* STORED RECORDS
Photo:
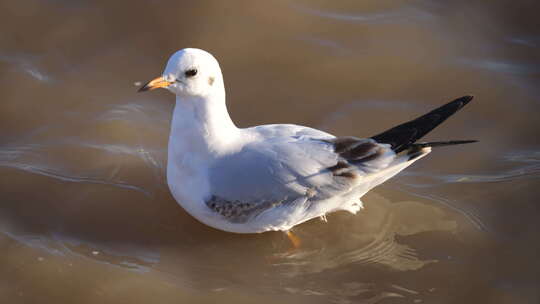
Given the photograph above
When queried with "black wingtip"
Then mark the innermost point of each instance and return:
(402, 136)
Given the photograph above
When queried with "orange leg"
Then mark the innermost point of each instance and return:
(294, 239)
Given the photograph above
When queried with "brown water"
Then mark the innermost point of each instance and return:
(85, 214)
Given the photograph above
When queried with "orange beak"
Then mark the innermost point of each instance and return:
(153, 84)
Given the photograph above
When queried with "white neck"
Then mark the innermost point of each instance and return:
(202, 126)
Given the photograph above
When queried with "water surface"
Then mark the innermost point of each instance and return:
(86, 215)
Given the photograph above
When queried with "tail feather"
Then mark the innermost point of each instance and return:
(442, 143)
(405, 135)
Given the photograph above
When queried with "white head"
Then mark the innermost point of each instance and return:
(190, 73)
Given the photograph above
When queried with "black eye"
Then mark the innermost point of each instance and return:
(190, 72)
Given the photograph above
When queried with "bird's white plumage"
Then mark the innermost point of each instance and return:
(257, 179)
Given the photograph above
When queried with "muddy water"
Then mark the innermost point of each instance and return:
(85, 214)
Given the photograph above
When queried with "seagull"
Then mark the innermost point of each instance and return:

* TASK OBJECTIVE
Report each line in the entries above that contains the word "white", copying every such line in full.

* SOLUTION FOR THIS TASK
When queried with "white neck"
When queried with "white head"
When queried with "bird's white plumage"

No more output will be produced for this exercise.